Friday, June 22, 2012

90 Day Countdown

Three months from today, I am getting married. GULP! Three months from today, some of our family members and friends will join us at a small farm house to share a special afternoon. This is a DIY wedding. This is not a glitz and glamour wedding. There are few, if any, bows involved. There are no tuxes, no registery, no brides maids, groomsmen, no DJ's, or sit down four-course meal. There is, however, a lot of craft time, creativity, and handmade goodness.

Our invites are hand stamped muslin fabric. All local, all handcrafted.
Someone offered to make us homemade cake toppers. We're doing something more simple.

Mom is making my flowers from her own garden. They will be wrapped with my great-grandmothers prayer gloves she wore for her first communion around 1919. This picture was an inspiration because mom assured me that we are not paying $144 for one bouquet of flowers (her words).

Collected data
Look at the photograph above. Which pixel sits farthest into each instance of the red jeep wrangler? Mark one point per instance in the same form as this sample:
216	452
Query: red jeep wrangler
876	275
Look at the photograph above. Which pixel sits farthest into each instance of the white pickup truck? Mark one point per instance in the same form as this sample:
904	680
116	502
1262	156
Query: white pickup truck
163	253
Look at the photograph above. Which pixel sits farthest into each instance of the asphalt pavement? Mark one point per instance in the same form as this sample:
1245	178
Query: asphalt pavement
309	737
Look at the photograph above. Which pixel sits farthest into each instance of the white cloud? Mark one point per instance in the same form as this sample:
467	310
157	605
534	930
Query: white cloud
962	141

• [Using the information]:
[1] According to the wedding blog post, what are the invitations made of?
[2] List every item that the wedding blog post says the wedding will have none of.
[3] Resume the blog post about the DIY wedding, starting after its last sentence.

• [Responses to the exercise]:
[1] Hand-stamped muslin fabric.

[2] Tuxes, registery, brides maids, groomsmen, DJ's, sit down four-course meal

[3]
This wedding planning is around us. We are not working to make others happy. Right now, our wedding is personalized and financed by us. All of our simple details are all handmade so far. This wedding will have a hint of cycling with southern style. Think bow ties, old farm houses, and bourbon. This is what we wanted. I'd like to imagine that Anthony Bourdain would be impressed if he walked in on our wedding. It would be even nicer if he did some voice over work and photos with us. He's not on the guest list.

Our guest list is small, reserved for only close friends and closer family. The ceremony will be short. We do not have a plan B for the weather. I am working to keep the stress low.The best part of getting married in my thirites is I have never had a time in my life where I've been more comfortable with myself. I used to say I have no regrets but truthfully, I wish I had waited all this time to marry. My twenties were not a perfect time in my life. I was not ready for the responsibilities and work that is marriage. I was not ready for all the changes I was going through as a person. I learned a valuable lesson...be patient...be very patient. I have been quite slow to move near marriage again. It only came up in rare discussions and the one thing I was certain about was the fact that I would not even consider marriage unless the right person came along. I had fully accepted this may never happen.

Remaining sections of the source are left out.